**Given information**
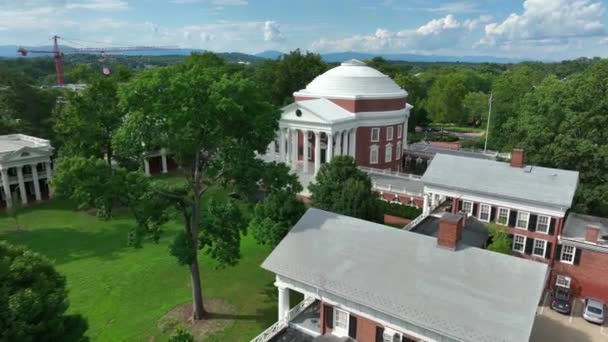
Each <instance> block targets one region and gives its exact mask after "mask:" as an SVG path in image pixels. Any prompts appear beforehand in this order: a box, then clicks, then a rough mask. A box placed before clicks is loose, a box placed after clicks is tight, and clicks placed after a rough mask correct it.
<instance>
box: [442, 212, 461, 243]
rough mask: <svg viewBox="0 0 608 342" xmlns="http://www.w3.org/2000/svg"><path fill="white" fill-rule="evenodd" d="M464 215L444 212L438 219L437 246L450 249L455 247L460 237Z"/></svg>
mask: <svg viewBox="0 0 608 342" xmlns="http://www.w3.org/2000/svg"><path fill="white" fill-rule="evenodd" d="M463 224H464V217H463V216H462V215H458V214H452V213H445V214H443V216H441V219H440V220H439V234H438V236H437V246H439V247H442V248H447V249H451V250H455V249H456V245H458V241H460V238H461V237H462V229H463Z"/></svg>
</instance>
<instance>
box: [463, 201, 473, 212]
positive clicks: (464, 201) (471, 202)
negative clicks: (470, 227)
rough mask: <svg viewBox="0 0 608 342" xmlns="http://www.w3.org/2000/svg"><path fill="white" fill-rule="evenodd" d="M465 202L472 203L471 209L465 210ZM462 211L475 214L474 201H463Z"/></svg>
mask: <svg viewBox="0 0 608 342" xmlns="http://www.w3.org/2000/svg"><path fill="white" fill-rule="evenodd" d="M465 203H470V204H471V210H470V211H465V210H464V204H465ZM462 211H464V212H465V213H467V214H469V215H473V201H465V200H463V201H462Z"/></svg>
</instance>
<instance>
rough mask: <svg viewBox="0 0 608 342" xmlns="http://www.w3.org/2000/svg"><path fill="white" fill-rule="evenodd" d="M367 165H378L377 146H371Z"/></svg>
mask: <svg viewBox="0 0 608 342" xmlns="http://www.w3.org/2000/svg"><path fill="white" fill-rule="evenodd" d="M369 163H370V164H378V146H372V147H371V149H370V150H369Z"/></svg>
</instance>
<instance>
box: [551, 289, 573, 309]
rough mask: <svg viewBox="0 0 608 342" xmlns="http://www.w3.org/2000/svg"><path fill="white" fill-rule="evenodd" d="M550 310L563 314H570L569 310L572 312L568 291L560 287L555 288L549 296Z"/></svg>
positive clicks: (566, 289) (571, 300)
mask: <svg viewBox="0 0 608 342" xmlns="http://www.w3.org/2000/svg"><path fill="white" fill-rule="evenodd" d="M551 309H553V310H555V311H557V312H561V313H563V314H569V313H570V310H572V296H571V295H570V289H567V288H565V287H560V286H556V287H555V290H553V293H552V294H551Z"/></svg>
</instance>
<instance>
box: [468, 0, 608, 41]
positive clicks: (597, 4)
mask: <svg viewBox="0 0 608 342" xmlns="http://www.w3.org/2000/svg"><path fill="white" fill-rule="evenodd" d="M523 7H524V11H523V13H522V14H516V13H513V14H511V15H510V16H509V17H507V18H506V19H505V20H504V21H503V22H502V23H491V24H488V25H486V26H485V36H484V37H483V38H482V39H481V40H480V41H479V45H480V46H483V45H486V46H495V45H509V43H512V42H518V41H539V42H542V41H547V40H560V39H568V38H575V37H592V36H601V35H605V33H606V32H605V28H604V24H603V23H602V16H603V12H604V6H603V5H602V3H601V2H597V1H591V0H525V1H524V3H523Z"/></svg>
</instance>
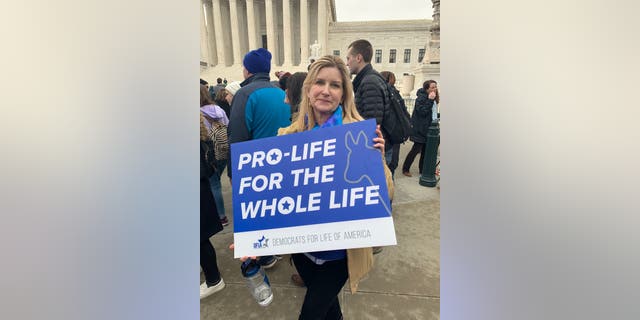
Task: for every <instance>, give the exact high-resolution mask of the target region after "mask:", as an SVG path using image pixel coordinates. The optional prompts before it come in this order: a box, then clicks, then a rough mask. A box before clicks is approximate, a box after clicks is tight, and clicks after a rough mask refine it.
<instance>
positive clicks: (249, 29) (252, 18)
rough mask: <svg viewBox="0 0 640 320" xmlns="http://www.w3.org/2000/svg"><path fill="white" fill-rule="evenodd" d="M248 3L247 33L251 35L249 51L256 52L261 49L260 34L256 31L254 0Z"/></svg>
mask: <svg viewBox="0 0 640 320" xmlns="http://www.w3.org/2000/svg"><path fill="white" fill-rule="evenodd" d="M246 1H247V33H248V34H249V50H255V49H258V48H260V47H261V45H259V44H258V34H257V31H256V16H255V11H254V9H253V0H246Z"/></svg>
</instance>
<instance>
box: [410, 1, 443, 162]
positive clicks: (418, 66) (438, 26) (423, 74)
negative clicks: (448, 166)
mask: <svg viewBox="0 0 640 320" xmlns="http://www.w3.org/2000/svg"><path fill="white" fill-rule="evenodd" d="M431 2H432V3H433V5H432V6H433V22H432V23H431V27H430V30H429V35H430V40H429V42H428V43H427V45H426V49H427V50H426V52H425V54H424V57H423V58H422V62H421V63H420V64H419V65H418V67H417V68H416V69H415V70H414V72H415V75H416V79H415V84H414V88H413V91H412V94H413V92H416V91H417V90H418V89H420V88H422V84H423V83H424V81H426V80H429V79H433V80H436V81H438V82H440V0H431ZM440 85H441V84H438V87H440ZM412 97H413V95H412ZM423 172H424V171H423Z"/></svg>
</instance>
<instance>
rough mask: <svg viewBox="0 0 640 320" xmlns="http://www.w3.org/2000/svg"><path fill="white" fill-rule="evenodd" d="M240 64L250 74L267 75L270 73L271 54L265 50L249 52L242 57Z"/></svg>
mask: <svg viewBox="0 0 640 320" xmlns="http://www.w3.org/2000/svg"><path fill="white" fill-rule="evenodd" d="M242 64H243V65H244V68H245V69H247V71H249V72H250V73H253V74H256V73H269V72H270V71H271V52H269V51H267V49H265V48H259V49H256V50H251V51H249V53H247V54H246V55H245V56H244V59H243V60H242Z"/></svg>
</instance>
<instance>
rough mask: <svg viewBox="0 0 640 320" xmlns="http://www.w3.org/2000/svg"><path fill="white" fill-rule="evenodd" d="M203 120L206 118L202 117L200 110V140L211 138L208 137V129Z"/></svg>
mask: <svg viewBox="0 0 640 320" xmlns="http://www.w3.org/2000/svg"><path fill="white" fill-rule="evenodd" d="M205 121H207V120H205V119H204V117H203V116H202V112H200V141H209V140H211V138H209V130H208V129H207V126H205V124H204V122H205Z"/></svg>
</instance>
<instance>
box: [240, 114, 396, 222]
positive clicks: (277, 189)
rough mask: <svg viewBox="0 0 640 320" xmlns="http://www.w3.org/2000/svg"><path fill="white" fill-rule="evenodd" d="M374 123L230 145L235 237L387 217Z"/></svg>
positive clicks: (386, 189)
mask: <svg viewBox="0 0 640 320" xmlns="http://www.w3.org/2000/svg"><path fill="white" fill-rule="evenodd" d="M376 136H377V135H376V133H375V120H373V119H370V120H366V121H360V122H356V123H352V124H345V125H341V126H335V127H330V128H323V129H318V130H311V131H305V132H301V133H295V134H289V135H284V136H278V137H271V138H264V139H259V140H252V141H246V142H241V143H234V144H232V145H231V163H232V176H233V180H232V190H233V214H234V221H233V226H234V232H235V233H239V232H247V231H259V230H267V229H276V228H287V227H296V226H308V225H314V224H323V223H332V222H343V221H355V220H363V219H372V218H383V217H390V216H391V205H390V202H389V197H388V190H387V184H386V180H385V176H384V170H383V167H382V166H383V160H382V154H381V152H380V150H379V149H376V148H374V147H373V138H374V137H376Z"/></svg>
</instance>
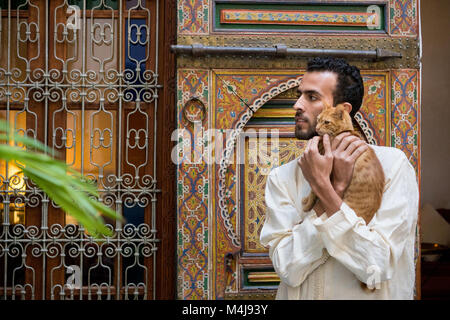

**Directions**
Write back word for word every line in the entries above from the one with "310L563 314H570L569 310L572" to the one with "positive clicks: (418, 66)", ends included, and none of the pictures.

**Answer for this exercise**
rough mask: <svg viewBox="0 0 608 342" xmlns="http://www.w3.org/2000/svg"><path fill="white" fill-rule="evenodd" d="M550 310L563 314H570L569 310L572 312L568 291L560 287L555 288L549 296Z"/></svg>
positive clicks: (566, 289) (571, 300)
mask: <svg viewBox="0 0 608 342" xmlns="http://www.w3.org/2000/svg"><path fill="white" fill-rule="evenodd" d="M551 309H553V310H555V311H557V312H561V313H563V314H569V313H570V310H572V296H571V295H570V289H567V288H565V287H560V286H556V287H555V290H553V293H552V294H551Z"/></svg>
</instance>
<instance>
box: [468, 0, 608, 41]
positive clicks: (597, 4)
mask: <svg viewBox="0 0 608 342" xmlns="http://www.w3.org/2000/svg"><path fill="white" fill-rule="evenodd" d="M523 7H524V11H523V13H522V14H516V13H513V14H511V15H510V16H509V17H507V18H506V19H505V20H504V21H503V22H502V23H491V24H488V25H486V26H485V36H484V37H483V38H482V39H481V40H480V41H479V45H480V46H483V45H486V46H495V45H509V43H512V42H518V41H539V42H542V41H547V40H560V39H568V38H575V37H592V36H601V35H605V33H606V32H605V28H604V24H603V23H602V16H603V12H604V6H603V5H602V3H601V2H597V1H591V0H525V1H524V3H523Z"/></svg>
</instance>
Task: for every <instance>, give the exact high-resolution mask of the target region after "mask:", as an SVG path using image pixel coordinates. The optional prompts before it come in this order: a box, then clicks, then a rough mask. A box before clicks is approximate, a box after clicks is tight, and clicks after a rough mask refine it.
<instance>
positive clicks: (249, 29) (252, 18)
rough mask: <svg viewBox="0 0 640 320" xmlns="http://www.w3.org/2000/svg"><path fill="white" fill-rule="evenodd" d="M248 3L247 33L251 35L249 51L256 52L261 49L260 34L256 31L254 0Z"/></svg>
mask: <svg viewBox="0 0 640 320" xmlns="http://www.w3.org/2000/svg"><path fill="white" fill-rule="evenodd" d="M246 1H247V33H248V34H249V50H255V49H258V48H260V47H261V45H259V44H258V34H257V31H256V16H255V11H254V9H253V0H246Z"/></svg>
</instance>
<instance>
box: [410, 1, 443, 162]
positive clicks: (418, 66) (438, 26) (423, 74)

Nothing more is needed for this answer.